Selected text:

......

There is a downside to emotions though: they can get out of control. Many of us know this all too well. We get over-dramatic and overreact to things that are not necessary to react to. I have had friends tell me about a “deep” conversation they had with their boyfriends over a really, really minor issue. “I just had to tell them how I feel. I needed to be honest,” they tell me later.
Yes, you need to be honest. But does it really matter if your boyfriend’s ex-girlfriend from grade nine liked his latest Instagram photo? No, it doesn’t.
Ladies, here’s the thing. Some of us are more emotional than others. We all have emotions—good and bad—but some show those emotions more than others. Personally, I rarely cry. If I do, it’s because I am really upset (usually about an injustice—I cry out of anger). My mom, on the other hand, will cry at a commercial that tugs on the heartstrings. I also am a type-A personality, so when I allow myself to cry, I feel weak, and that scares me. I lived my all my teenage years thinking that showing emotion was a bad thing, and I repressed my emotions. That was not a good thing. Don’t do that!
When I buried my emotions, they came out in other ways: being generally grumpy with everyone, overreacting at little things, and saying hurtful things to other people. If I just told people how I was feeling, this wouldn’t be an issue!
So how do we deal with our emotions in a healthy way?
Starting with prayer may seem cliché, but it is necessary. Tell God how you are feeling and do a heart check to make sure your emotions aren’t born out of selfishness or pride. Ask God to show you if it’s your personal issue or if you need to talk to someone about it.

......

Requirement: Summarize the passage on handling emotions in two sentences.

Records:
......

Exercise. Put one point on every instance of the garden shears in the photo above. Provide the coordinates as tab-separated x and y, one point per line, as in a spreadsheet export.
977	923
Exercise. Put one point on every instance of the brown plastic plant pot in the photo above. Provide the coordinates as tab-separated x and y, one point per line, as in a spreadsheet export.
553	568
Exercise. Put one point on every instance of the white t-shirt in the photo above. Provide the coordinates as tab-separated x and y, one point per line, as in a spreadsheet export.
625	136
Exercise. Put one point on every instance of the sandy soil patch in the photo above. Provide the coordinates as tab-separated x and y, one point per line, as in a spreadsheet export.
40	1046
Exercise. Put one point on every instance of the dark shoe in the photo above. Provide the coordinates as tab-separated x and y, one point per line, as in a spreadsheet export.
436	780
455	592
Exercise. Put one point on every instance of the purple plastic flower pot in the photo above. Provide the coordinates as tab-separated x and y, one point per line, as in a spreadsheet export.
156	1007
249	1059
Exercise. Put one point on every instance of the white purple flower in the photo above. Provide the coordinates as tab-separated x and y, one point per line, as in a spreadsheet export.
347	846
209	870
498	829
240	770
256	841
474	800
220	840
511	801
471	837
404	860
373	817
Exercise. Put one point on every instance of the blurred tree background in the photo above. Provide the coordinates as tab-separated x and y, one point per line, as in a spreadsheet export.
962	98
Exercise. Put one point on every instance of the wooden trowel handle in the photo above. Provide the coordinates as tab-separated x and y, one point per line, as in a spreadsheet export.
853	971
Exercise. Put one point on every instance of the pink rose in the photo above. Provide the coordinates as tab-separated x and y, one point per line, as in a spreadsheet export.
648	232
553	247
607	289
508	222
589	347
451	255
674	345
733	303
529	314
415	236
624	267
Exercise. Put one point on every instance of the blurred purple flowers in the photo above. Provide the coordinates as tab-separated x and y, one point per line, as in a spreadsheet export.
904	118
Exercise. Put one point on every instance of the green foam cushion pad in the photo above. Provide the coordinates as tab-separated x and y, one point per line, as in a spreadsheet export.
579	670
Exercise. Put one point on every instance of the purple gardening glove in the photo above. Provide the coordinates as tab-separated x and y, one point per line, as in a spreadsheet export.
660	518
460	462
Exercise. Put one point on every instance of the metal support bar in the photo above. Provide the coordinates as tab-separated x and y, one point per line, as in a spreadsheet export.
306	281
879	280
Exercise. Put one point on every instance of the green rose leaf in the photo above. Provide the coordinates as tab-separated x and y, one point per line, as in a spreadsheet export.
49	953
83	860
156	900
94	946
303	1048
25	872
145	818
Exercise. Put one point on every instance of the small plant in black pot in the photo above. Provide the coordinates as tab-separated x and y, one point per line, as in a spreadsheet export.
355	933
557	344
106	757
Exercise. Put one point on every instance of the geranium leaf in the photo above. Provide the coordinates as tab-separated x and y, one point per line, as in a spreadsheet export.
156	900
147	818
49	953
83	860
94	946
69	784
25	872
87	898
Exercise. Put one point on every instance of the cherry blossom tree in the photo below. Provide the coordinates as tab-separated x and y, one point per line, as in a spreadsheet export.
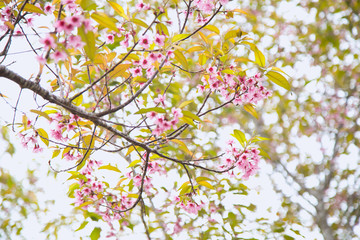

......

Expected output: Emotions can get out of control and lead people to overreact to minor things, yet the writer found that repressing emotions through the teenage years led to grumpiness, overreactions and hurtful words. For dealing with emotions in a healthy way, the passage recommends starting with prayer: telling God how you feel, checking that your emotions aren't born of selfishness or pride, and asking God to show whether the issue is personal or something to talk to someone about.